Written problem -
Swap "match analytics" for "game analytics" in everything from the start of the entries down to the line that contains "point(561, 445)", then write those lines out again with nothing else changed.

---------- Source data ----------

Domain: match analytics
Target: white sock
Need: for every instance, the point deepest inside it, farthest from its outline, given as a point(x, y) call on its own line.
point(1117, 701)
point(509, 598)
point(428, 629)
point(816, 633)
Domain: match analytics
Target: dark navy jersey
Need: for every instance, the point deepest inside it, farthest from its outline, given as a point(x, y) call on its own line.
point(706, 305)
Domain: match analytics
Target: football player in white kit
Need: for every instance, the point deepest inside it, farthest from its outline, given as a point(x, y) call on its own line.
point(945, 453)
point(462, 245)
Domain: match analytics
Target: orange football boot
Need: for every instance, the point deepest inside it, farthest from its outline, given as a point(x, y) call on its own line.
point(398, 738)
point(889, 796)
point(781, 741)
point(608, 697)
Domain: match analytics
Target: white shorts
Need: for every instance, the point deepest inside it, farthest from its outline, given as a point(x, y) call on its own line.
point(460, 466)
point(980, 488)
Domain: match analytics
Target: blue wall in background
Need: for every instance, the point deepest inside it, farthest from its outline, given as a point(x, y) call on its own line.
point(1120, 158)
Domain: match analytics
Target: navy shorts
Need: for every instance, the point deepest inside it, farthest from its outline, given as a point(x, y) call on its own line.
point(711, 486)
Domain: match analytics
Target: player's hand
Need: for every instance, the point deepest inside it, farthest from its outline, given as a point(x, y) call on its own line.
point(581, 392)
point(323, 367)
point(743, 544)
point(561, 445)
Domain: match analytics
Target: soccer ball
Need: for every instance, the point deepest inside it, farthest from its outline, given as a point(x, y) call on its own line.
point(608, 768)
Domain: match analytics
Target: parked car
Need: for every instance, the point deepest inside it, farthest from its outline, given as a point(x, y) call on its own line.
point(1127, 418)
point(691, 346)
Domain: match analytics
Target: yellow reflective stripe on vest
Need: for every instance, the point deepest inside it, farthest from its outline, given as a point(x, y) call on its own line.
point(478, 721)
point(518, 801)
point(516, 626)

----------

Solved exercise -
Domain: game analytics
Target: white sock
Need: for every instance, the point deepest inside it, farthest from its outline, given as a point(x, y) call on its own line.
point(1117, 701)
point(509, 598)
point(428, 629)
point(816, 633)
Domain: game analytics
Target: dark navy jersey
Need: for every instance, the point deepest inside it, farthest from its outline, given as a point(x, y) call on its own line.
point(706, 305)
Domain: game analytics
Target: football player in white kit
Need: for every instance, the point deepest inside it, farthest from its outline, given as a point(x, y) call on its own line.
point(945, 453)
point(462, 245)
Domain: game analytics
Target: orange football boot
Need: for every instance, the point deepest inside it, farthest from its outline, given as a point(x, y) call on its own line.
point(398, 738)
point(889, 796)
point(781, 741)
point(608, 697)
Domain: game analytics
Target: white shorts
Need: for every instance, the point deepest inside it, farthest from its outline, given as a point(x, y) call on its own line.
point(460, 466)
point(980, 488)
Domain: game analytics
Target: blue wall in background
Need: for every instance, the point deepest inside it, farthest from its outline, given as a point(x, y) call on its own line.
point(1120, 158)
Domain: game analytics
Target: navy shorts
Need: for every instance, the point deepest inside it, farthest from its outline, given as a point(x, y) call on its own line.
point(711, 486)
Domain: game analytics
Target: player's hand
Need: for every instance, the point deepest inside it, farthest from its outline, given as a point(x, y) call on its own line.
point(581, 392)
point(323, 367)
point(743, 544)
point(561, 445)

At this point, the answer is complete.